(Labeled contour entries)
━━━━

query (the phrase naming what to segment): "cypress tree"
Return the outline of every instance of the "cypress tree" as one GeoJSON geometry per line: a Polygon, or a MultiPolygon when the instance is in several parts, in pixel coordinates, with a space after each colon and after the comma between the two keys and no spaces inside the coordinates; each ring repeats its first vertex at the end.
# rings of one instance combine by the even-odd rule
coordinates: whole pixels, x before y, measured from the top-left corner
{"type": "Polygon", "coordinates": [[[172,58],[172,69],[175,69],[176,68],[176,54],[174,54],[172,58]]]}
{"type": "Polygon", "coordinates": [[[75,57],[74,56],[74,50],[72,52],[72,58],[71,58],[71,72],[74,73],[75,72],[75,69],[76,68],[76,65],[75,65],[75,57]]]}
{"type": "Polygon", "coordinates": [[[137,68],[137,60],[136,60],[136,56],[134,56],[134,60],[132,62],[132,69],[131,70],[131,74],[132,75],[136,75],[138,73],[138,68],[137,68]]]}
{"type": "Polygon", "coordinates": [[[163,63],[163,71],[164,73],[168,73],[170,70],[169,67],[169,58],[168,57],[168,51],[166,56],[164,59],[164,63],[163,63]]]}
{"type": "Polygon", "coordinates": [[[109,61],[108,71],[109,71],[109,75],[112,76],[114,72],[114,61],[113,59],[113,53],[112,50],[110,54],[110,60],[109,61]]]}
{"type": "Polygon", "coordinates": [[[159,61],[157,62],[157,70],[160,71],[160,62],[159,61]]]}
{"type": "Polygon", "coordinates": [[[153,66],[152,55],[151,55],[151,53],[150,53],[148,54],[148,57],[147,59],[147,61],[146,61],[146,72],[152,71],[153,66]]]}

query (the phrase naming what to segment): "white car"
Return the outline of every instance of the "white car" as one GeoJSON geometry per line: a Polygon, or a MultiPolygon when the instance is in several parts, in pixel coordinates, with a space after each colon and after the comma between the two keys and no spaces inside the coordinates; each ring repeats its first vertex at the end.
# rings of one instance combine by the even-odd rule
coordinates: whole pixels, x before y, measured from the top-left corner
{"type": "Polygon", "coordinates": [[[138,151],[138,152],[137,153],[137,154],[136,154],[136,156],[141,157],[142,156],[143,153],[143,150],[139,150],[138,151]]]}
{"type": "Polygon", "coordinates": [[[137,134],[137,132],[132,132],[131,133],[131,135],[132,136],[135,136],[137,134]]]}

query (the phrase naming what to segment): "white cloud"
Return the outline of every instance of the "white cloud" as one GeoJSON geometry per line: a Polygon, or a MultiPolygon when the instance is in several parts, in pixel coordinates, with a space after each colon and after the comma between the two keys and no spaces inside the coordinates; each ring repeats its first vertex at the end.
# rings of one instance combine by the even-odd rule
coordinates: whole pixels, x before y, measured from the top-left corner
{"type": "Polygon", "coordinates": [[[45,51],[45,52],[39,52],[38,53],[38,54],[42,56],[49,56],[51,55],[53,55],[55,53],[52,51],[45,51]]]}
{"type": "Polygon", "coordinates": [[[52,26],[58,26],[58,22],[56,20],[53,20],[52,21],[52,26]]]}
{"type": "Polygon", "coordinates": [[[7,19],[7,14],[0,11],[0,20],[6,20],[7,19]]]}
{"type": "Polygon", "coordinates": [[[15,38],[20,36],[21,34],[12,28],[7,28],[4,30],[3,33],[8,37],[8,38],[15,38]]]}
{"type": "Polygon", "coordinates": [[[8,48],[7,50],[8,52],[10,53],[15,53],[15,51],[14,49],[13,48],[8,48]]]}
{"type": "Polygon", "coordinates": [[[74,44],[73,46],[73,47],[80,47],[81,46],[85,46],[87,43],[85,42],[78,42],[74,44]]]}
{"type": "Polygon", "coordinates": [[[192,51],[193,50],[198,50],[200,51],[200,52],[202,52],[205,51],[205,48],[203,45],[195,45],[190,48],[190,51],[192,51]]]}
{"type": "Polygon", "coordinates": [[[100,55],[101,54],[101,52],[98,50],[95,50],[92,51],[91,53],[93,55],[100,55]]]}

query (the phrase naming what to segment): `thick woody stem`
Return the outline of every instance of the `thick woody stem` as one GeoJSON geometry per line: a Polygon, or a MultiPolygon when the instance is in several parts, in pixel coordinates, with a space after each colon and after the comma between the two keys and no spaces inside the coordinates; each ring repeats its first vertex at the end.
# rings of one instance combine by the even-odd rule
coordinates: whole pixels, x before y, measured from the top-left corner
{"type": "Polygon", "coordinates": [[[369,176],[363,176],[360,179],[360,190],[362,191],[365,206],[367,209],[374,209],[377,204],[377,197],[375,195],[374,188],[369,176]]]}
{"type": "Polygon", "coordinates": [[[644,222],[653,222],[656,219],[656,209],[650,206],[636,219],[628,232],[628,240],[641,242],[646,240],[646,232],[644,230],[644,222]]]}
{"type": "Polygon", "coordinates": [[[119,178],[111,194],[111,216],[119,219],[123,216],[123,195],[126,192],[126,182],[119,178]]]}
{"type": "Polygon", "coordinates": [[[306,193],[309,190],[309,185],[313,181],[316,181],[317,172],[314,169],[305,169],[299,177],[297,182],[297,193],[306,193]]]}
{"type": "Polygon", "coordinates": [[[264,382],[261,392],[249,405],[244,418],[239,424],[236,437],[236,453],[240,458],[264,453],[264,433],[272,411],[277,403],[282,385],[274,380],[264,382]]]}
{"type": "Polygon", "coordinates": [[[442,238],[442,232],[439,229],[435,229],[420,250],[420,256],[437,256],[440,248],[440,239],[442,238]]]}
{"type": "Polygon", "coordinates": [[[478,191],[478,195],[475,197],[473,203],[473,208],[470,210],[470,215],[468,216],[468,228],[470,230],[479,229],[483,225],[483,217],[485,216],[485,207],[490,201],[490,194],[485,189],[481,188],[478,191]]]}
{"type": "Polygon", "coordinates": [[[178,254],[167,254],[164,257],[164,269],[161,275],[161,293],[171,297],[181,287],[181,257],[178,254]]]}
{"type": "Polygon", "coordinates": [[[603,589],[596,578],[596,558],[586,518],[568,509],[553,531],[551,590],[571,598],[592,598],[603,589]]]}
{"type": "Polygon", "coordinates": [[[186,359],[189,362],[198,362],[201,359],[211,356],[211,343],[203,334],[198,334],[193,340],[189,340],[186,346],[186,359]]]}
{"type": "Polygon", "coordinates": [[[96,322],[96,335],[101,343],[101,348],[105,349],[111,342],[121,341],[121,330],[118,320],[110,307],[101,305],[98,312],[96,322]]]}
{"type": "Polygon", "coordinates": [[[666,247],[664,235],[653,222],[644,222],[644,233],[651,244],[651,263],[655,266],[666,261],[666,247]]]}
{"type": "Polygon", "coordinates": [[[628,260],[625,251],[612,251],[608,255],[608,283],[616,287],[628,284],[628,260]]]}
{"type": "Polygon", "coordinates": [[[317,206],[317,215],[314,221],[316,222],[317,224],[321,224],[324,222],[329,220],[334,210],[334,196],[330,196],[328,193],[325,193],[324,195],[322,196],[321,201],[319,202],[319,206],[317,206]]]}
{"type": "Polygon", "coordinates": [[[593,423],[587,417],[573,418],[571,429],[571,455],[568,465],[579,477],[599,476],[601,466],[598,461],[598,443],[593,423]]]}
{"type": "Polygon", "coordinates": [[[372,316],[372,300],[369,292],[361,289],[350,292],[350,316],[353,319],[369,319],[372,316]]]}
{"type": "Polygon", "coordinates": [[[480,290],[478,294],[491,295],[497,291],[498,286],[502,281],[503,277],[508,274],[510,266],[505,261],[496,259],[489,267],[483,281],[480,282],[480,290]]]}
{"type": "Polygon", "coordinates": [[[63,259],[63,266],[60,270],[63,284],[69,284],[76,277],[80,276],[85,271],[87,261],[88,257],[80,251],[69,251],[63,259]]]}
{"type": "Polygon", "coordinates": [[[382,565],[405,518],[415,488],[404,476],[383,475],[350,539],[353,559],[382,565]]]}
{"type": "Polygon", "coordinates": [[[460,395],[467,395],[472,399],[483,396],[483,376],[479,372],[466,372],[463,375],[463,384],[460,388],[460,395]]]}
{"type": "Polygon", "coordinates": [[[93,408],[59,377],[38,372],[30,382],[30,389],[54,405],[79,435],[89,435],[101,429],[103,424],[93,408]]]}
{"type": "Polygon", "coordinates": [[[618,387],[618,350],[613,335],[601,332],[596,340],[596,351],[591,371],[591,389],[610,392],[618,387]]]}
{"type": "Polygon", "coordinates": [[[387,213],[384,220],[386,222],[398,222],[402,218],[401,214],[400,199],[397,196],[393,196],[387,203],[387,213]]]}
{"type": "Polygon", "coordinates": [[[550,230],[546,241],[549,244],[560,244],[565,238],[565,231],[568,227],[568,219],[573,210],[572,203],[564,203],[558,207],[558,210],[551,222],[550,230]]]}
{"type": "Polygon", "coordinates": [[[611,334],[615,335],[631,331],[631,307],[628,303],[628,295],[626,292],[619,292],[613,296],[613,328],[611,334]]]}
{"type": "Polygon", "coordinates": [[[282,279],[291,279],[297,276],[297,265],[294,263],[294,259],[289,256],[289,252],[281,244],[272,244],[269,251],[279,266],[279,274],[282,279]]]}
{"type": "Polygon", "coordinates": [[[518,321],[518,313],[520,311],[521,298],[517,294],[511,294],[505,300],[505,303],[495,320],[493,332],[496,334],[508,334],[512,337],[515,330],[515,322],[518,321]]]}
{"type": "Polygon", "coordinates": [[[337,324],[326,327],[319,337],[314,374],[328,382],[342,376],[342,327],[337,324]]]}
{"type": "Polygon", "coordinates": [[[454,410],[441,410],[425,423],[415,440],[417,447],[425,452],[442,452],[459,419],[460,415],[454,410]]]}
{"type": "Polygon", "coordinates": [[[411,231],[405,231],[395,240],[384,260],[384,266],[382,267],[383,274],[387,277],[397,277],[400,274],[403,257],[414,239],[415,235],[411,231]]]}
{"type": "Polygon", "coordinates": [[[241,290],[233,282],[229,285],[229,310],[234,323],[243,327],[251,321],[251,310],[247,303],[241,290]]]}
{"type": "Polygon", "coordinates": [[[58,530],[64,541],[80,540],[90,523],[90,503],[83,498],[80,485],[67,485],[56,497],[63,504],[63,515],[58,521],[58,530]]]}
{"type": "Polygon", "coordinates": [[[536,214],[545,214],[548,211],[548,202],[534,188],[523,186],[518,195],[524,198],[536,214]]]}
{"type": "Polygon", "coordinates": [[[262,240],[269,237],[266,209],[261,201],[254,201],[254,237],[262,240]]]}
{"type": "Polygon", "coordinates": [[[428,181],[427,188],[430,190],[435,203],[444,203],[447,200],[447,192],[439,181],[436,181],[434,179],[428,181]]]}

━━━━

Count the lines in the items above that contain the string "white", treating uppercase and lowercase as different. Give only the number.

4